** Records for the exercise **
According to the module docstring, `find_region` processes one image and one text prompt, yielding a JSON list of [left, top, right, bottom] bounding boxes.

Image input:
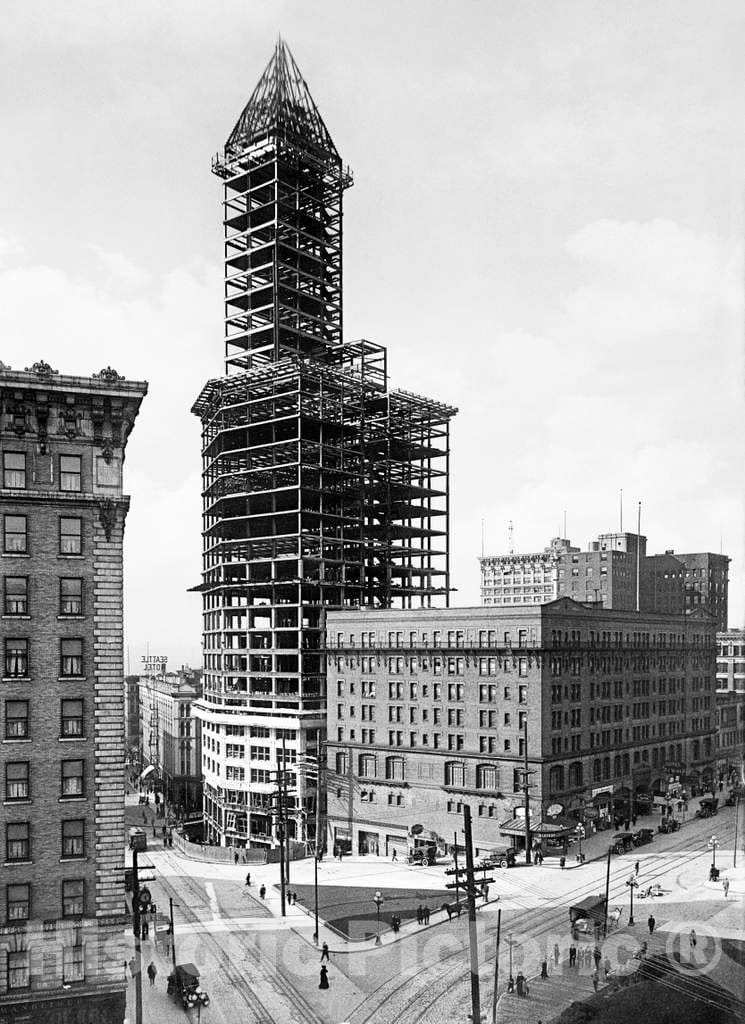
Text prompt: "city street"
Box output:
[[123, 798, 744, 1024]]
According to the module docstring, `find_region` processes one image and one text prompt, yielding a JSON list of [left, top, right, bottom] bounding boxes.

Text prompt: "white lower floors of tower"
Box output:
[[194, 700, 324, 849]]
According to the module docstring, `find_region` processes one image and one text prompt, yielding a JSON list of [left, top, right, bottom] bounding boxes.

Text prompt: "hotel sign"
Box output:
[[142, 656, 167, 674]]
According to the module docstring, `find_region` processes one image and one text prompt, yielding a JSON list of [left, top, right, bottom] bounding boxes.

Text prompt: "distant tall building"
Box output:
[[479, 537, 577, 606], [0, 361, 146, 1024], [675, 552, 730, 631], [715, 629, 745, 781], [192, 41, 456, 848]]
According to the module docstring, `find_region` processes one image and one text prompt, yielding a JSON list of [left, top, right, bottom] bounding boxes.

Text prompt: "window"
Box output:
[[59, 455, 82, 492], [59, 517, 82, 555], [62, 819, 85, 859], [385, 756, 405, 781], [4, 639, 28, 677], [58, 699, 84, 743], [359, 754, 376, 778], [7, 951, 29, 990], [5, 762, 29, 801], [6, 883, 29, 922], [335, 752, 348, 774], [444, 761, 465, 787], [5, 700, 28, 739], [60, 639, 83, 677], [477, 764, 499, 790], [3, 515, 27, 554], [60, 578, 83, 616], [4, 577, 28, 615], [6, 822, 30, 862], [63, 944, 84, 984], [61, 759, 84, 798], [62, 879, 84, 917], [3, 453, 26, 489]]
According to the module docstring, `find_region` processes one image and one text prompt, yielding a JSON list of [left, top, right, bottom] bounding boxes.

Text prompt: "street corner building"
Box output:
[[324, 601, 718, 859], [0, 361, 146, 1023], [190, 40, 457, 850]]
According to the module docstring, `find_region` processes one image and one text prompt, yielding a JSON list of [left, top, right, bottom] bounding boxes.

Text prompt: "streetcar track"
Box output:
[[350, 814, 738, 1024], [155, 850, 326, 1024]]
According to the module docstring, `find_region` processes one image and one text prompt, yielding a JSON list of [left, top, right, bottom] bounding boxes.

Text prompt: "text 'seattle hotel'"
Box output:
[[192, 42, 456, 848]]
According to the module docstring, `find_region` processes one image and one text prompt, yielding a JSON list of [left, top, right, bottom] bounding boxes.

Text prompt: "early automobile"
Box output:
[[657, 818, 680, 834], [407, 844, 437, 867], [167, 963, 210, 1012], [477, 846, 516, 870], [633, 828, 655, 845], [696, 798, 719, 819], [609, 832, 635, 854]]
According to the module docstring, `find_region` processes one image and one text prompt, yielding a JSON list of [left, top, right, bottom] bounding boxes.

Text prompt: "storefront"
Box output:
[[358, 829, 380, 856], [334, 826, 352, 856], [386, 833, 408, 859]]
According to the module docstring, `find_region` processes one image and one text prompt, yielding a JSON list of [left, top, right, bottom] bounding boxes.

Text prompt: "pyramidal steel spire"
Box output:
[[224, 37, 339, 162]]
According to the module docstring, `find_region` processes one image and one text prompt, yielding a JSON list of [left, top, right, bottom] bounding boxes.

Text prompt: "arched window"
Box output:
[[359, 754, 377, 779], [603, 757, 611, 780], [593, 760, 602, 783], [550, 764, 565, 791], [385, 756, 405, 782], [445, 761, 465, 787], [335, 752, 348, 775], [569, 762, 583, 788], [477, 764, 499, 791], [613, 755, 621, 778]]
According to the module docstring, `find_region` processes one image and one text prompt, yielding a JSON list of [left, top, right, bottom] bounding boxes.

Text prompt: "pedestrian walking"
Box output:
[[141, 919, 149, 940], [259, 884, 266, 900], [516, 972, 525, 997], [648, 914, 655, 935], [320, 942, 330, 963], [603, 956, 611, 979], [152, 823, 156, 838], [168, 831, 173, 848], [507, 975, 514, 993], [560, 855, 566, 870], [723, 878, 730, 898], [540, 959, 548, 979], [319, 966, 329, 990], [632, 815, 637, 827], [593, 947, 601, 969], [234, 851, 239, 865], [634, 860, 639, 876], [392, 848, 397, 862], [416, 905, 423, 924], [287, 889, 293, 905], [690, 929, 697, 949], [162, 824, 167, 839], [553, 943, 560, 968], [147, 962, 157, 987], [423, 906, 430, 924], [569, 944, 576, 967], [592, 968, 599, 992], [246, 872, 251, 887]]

** The problem **
Write the records above out again word for word, skipping each picture.

** Response to the exercise **
According to the module docstring, `find_region` processes one image and one text prompt, yielding a JSON list of [left, top, right, bottom] bounding boxes.

Image input:
Text prompt: "city street"
Box output:
[[123, 798, 744, 1024]]
According to the module docstring, `find_region` processes one image and one text prompt, yielding a JSON list of [left, top, right, bottom] bounding boxes.

Text prompt: "white lower floors of tower"
Box output:
[[194, 700, 324, 849]]
According to the module docstring, `find_region` processes one image and one text prompt, yielding a JSON list of [left, top, right, bottom] bounding boxes.

Text prompt: "hotel sign"
Box output:
[[142, 656, 167, 674]]
According to the module docstring, `find_region` processes one image and one text prompt, yielding a JSON list of [left, top, right, bottom] bounding boxes.

Text prompt: "distant tall building"
Box output:
[[479, 537, 577, 606], [0, 361, 146, 1024], [675, 552, 730, 631], [715, 629, 745, 781], [192, 41, 456, 848]]
According to the module docstring, `find_region` processes one image and one text prompt, yielding a JSON list of [left, top, right, bottom] bounding boxes.

Text prompt: "window"
Box output:
[[59, 455, 82, 492], [59, 517, 82, 555], [62, 819, 85, 859], [385, 756, 405, 781], [4, 639, 28, 677], [58, 699, 84, 743], [359, 754, 376, 778], [7, 951, 29, 990], [5, 762, 29, 801], [6, 883, 29, 922], [335, 752, 348, 774], [444, 761, 465, 787], [5, 700, 28, 739], [60, 639, 83, 677], [477, 764, 499, 790], [3, 515, 27, 554], [60, 578, 83, 616], [4, 577, 28, 615], [6, 822, 30, 862], [63, 944, 84, 984], [61, 759, 84, 798], [62, 879, 84, 917], [3, 453, 26, 489]]
According to the module docstring, `find_region` processes one image and one text prompt, yielding a JSON list of [left, top, right, bottom] bounding boxes.

Text prompt: "street corner building"
Box output:
[[324, 601, 718, 859], [0, 361, 146, 1023], [190, 40, 457, 850]]
According to the module docstring, `find_region` processes one image and one text prompt, yielding a JSON list of [left, top, right, bottom] bounding boxes.

Text prompt: "streetcar track"
Box output:
[[350, 814, 738, 1024], [155, 850, 326, 1024]]
According to the module docstring, `find_region` processes one image and one text prompt, yielding a JSON list of [left, top, right, bottom] bounding boxes.

Text prompt: "text 'seattle hotel'"
Box output:
[[192, 42, 456, 848]]
According to the module docstring, `find_region` processes one image and one text prompt, yielding a JSON list of [left, top, right, bottom] bounding boxes.

Text prompt: "early automobile"
Box output:
[[657, 818, 680, 834], [407, 844, 437, 867], [167, 963, 210, 1012], [477, 846, 516, 870], [633, 828, 655, 845], [696, 798, 719, 819], [609, 832, 635, 854]]
According to the module docstring, `find_region` processes one image and one text prompt, yielding a JSON list of [left, top, right, bottom] bounding boxes.

Text prompt: "storefront"
Box output:
[[358, 829, 380, 856], [334, 826, 352, 856], [386, 833, 408, 859]]
According to the module docstring, `find_region` processes one image and one text prompt, yielding a JSON list of [left, top, right, bottom] bounding boxes.

Text prompt: "pyramidal steel spire"
Box output:
[[224, 37, 339, 162]]
According to the module docstring, `find_region` processes one image and one text prompt, yielding a JSON list of [left, top, right, bottom] bounding boxes.

Text prompt: "arched window"
Box output:
[[359, 754, 377, 779], [603, 757, 611, 780], [593, 760, 602, 783], [550, 764, 565, 791], [385, 756, 405, 782], [445, 761, 465, 787], [335, 752, 348, 775], [569, 762, 583, 788], [477, 764, 499, 791], [613, 755, 621, 778]]
According to the module docstring, `find_region` processes one image and one text prompt, yielding a JSON list of [left, top, right, bottom] bounding boxes.

Text prompt: "pedestrian walking"
Box output:
[[141, 919, 149, 940], [259, 884, 266, 900], [516, 972, 525, 997], [648, 914, 655, 935], [320, 942, 330, 963], [603, 956, 611, 979], [152, 823, 156, 838], [168, 831, 173, 848], [507, 975, 514, 993], [560, 855, 566, 870], [723, 878, 730, 898], [540, 959, 548, 979], [319, 966, 329, 990], [632, 815, 637, 827], [593, 947, 601, 969], [234, 851, 239, 865], [634, 860, 639, 876], [392, 848, 397, 862], [416, 905, 423, 924], [287, 889, 293, 905], [690, 929, 697, 949], [162, 824, 167, 839], [553, 943, 560, 968], [147, 962, 157, 987], [423, 906, 430, 924], [569, 944, 576, 967], [592, 968, 599, 992], [246, 872, 251, 887]]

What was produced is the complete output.